§ What is required
In the passage on PubMed search filters, what were the 209 sample searches derived from?

§ Text for analysis
┌──

One must be careful, however, about generalizing from the results of searches in the entirety of PubMed (henceforth, All PubMed). While the focus of PubMed is human clinical medicine, it also includes citations about nursing, veterinary science, bench research, and more. Therefore, it is possible that the significance of discordances between Filter/Narrow and Filter/Broad for searches about medical topics differs from those for those in All PubMed.
One way of addressing this question is to isolate and examine subsets of medicine-related citations. The calculations outlined above could be repeated but by combining each filter with the MeSH term “Medicine.” This would yield numbers of Filter/Narrow items missed in a set of citations specifically classified as pertaining to the “art and science of studying, performing research on, preventing, diagnosing, and treating disease” . Similarly, it could be useful to investigate those citations indexed under “Diseases category” [MeSH terms], as it is a reasonable assumption that Clinical Study Category filter users will employ them while researching a particular disease .
The default behavior in PubMed is for subject searches to be “exploded” so that searches for broader subject headings also retrieve those citations indexed by the subjects that are “underneath” them in the tree structure. Therefore, these two searches incorporate results for many specific branches of medicine and individual diseases as well.
It is also important to note that it is entirely possible that discordances observed in the large citation aggregates described above might differ from those seen in the context of an individual search. To model real-world conditions, a list of individual sample searches was created, and the number of Narrow citations missed per 1,000 Broad was calculated for each search. These 209 simple searches were derived from a publicly available list of common International Statistical Classification of Diseases and Related Health Problems, 10th revision (ICD-10) codes . Table 2 lists examples of test searches. The test searches were specifically formulated to cover a broad range of clinical concerns so that some of the searches would retrieve relatively large citation sets (e.g. “heart disease”), while others would be more specific (“Vitamin D Deficiency Anemia”).

└──

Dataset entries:
┌──

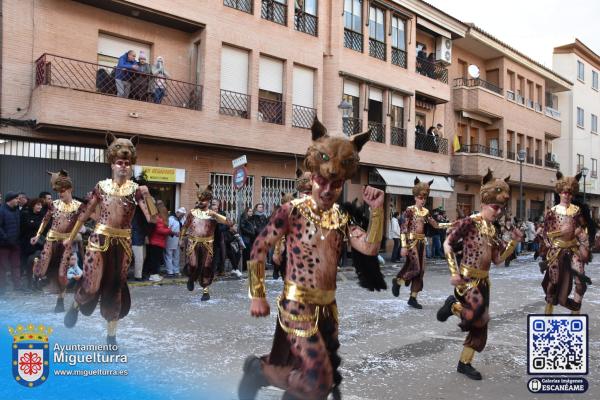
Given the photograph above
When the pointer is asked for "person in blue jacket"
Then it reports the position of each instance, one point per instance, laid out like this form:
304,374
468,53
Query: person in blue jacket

└──

§ Completed task
A publicly available list of common International Statistical Classification of Diseases and Related Health Problems, 10th revision (ICD-10) codes.